Items with labeled area outlines
•••••

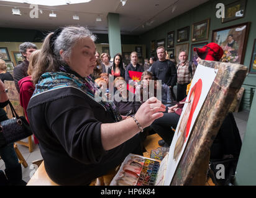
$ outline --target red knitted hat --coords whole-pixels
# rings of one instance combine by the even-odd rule
[[[194,48],[194,51],[201,59],[206,61],[219,61],[224,53],[222,48],[215,43],[210,43],[202,48]]]

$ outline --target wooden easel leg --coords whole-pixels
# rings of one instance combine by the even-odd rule
[[[32,136],[28,137],[28,140],[29,140],[29,152],[31,153],[33,152],[33,142],[32,140]]]
[[[23,157],[17,145],[14,144],[14,150],[16,153],[17,157],[18,157],[19,160],[20,160],[20,163],[24,166],[24,168],[27,167],[27,163],[24,158]]]

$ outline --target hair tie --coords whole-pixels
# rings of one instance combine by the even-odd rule
[[[52,35],[51,38],[50,38],[50,47],[52,52],[53,52],[54,51],[54,42],[55,41],[57,37],[60,35],[62,30],[62,28],[57,28],[55,31],[54,31],[54,33]]]

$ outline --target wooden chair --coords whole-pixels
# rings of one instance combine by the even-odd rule
[[[18,157],[19,159],[19,163],[22,164],[23,165],[23,166],[24,166],[24,168],[27,168],[27,163],[25,161],[25,160],[24,159],[24,158],[23,157],[23,155],[21,154],[21,152],[19,151],[18,147],[17,146],[17,145],[14,143],[14,150],[15,152],[16,153],[17,157]],[[0,160],[1,159],[1,157],[0,157]]]
[[[8,89],[8,92],[7,95],[9,97],[10,101],[12,103],[15,111],[18,114],[19,116],[25,116],[25,113],[23,108],[21,106],[19,101],[19,94],[18,91],[15,87],[14,81],[13,80],[4,80],[4,85],[7,89]],[[6,111],[7,116],[9,118],[12,118],[12,114],[10,107],[7,106],[6,108]],[[32,136],[27,138],[27,142],[24,141],[17,141],[16,143],[19,144],[23,145],[29,148],[29,152],[33,152],[33,142],[32,139]]]

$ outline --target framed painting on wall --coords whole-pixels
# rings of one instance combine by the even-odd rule
[[[208,40],[210,19],[195,23],[192,25],[192,41],[196,42]]]
[[[109,54],[109,46],[104,46],[102,48],[103,53],[107,53],[107,54]]]
[[[6,70],[7,72],[13,72],[14,65],[13,64],[12,62],[6,62],[6,65],[7,66]]]
[[[124,63],[124,65],[127,66],[130,64],[130,55],[132,52],[123,52],[122,53],[122,59]]]
[[[158,40],[157,41],[157,48],[158,47],[160,47],[160,46],[162,46],[163,47],[165,48],[165,39]]]
[[[174,56],[174,49],[168,50],[167,53],[169,54],[169,58],[174,59],[175,58]]]
[[[204,45],[206,45],[208,44],[208,42],[204,42],[204,43],[195,43],[191,45],[191,53],[190,53],[190,60],[192,61],[194,58],[198,57],[198,53],[196,51],[194,51],[194,48],[203,48]]]
[[[177,30],[177,42],[188,41],[190,39],[190,27],[187,26]]]
[[[154,52],[155,50],[155,40],[151,41],[150,43],[151,52]]]
[[[176,57],[176,61],[177,62],[177,63],[180,62],[178,56],[181,51],[185,51],[186,53],[187,54],[188,54],[189,45],[189,43],[184,43],[175,45],[175,54]]]
[[[225,5],[225,17],[222,23],[243,18],[245,14],[246,0],[239,0]]]
[[[12,51],[15,66],[17,66],[23,61],[23,57],[19,51]]]
[[[220,61],[242,64],[248,39],[250,22],[213,31],[212,41],[224,51]]]
[[[174,47],[174,31],[171,31],[167,33],[167,48]]]
[[[0,59],[3,59],[4,61],[11,61],[7,48],[0,48]]]
[[[256,39],[254,40],[254,48],[252,48],[249,73],[256,74]]]

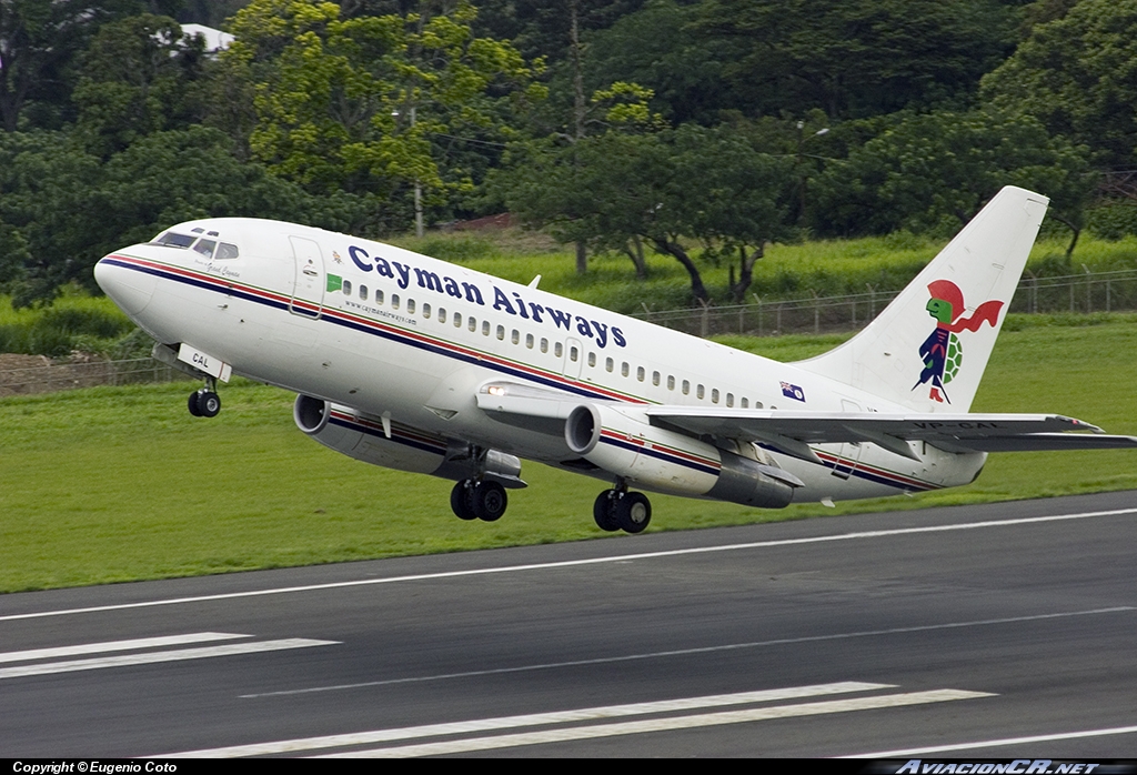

•••••

- _Objective_:
From the items above, pull out every line that contains the string "wooden". Letter case must match.

- _Answer in full_:
$ outline --target wooden easel leg --coords whole-pixels
$ outline --target wooden chair --coords whole-pixels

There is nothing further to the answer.